+++ FRAGMENTO DE ORIGEN

Volviendo al "El Borró"
Dicen que el asesino siempre vuelve al lugar del crimen y es que,
si nos es posible, intentamos volver a los lugares que tuvieron una
significación o un impacto en nuestras vidas. No se qué me llevó
al Borró, el Racó de la Cova de vuelta tras cuarenta años de
ausencia. La excusa fue la fotografía que, es cierto, me tiene
absorbido en la pasión compulsiva de obtener toda la belleza de un
mundo efímero, pero la elección del lugar me rondaba por la cabeza
ya hacía tiempo. Una mañana luminosa llegué al recodo de un río
que pactó discurrir en paralelo con la montaña millones de años
atrás. El cauce aparecía tan cubierto de vegetación que sólo tras
caminar unas decenas de metros se abría lo suficiente para dejar ver
el paisaje.

++++++
+++ REGISTROS

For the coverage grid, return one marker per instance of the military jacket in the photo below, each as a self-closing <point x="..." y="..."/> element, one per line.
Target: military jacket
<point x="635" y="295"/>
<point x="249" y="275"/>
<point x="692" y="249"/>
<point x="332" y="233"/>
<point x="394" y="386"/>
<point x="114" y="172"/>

++++++

* TRABAJO POR REALIZAR:
- 1) Sustituya "military jacket" por "camouflage jacket" en las entradas y reprodúzcalas sin ningún otro cambio.
- 2) Retome el relato sobre el regreso al Borró a partir de su última oración.
Las entradas no guardan relación alguna con el relato sobre el regreso al Borró.

* RESULTADOS POR TAREA:
- 1)
For the coverage grid, return one marker per instance of the camouflage jacket in the photo below, each as a self-closing <point x="..." y="..."/> element, one per line.
Target: camouflage jacket
<point x="635" y="295"/>
<point x="249" y="275"/>
<point x="692" y="249"/>
<point x="332" y="233"/>
<point x="394" y="386"/>
<point x="114" y="172"/>

- 2)
Damián Catalá, mi maestro, me regaló en 1974
uno de sus cuadros. Yo era nadador y había conseguido mejorar mi
record y bajar de 1:20. Damián decidió premiarlo y, ceremonioso,
escribió la dedicatoria y el motivo en el reverso del liezo. Once
años, toda una vida de ilusiones y la esperanza infantil de que
siempre le vamos a ganar la partida a la vida. El cuadro quedó en
depósito en casa de mis padres durante décadas. Su imagen quedó
asociada a los recuerdos de un niño que pintaba su cuadro en media
hora y se lanzaba emocionado a escalar los inmensos peñascos que
como islas de un paisaje oriental surgían de la poza que en ese
lugar formaba el río. El agua, aquel invierno que yo recuerdo, era
cristalina, de un suave verde que bañaba un fondo rocoso barnizado
de destellos de luz. El acueducto era para el niño tan natural como
cada piedra o cada árbol. A esa edad uno no se pregunta. El adulto,
por el contrario, llega con todo el conocimiento de una vida y admira
los inmensos arcos ojivales clavados en la piedra, la tremenda proeza
de nuestros antepasados o el destrozo de restauraciones baratas y sin
gusto.
En una ocasión llevé a una de nuestras sesiones
una cajita de madera donde guardaba mis tesoros de niño bajo llave.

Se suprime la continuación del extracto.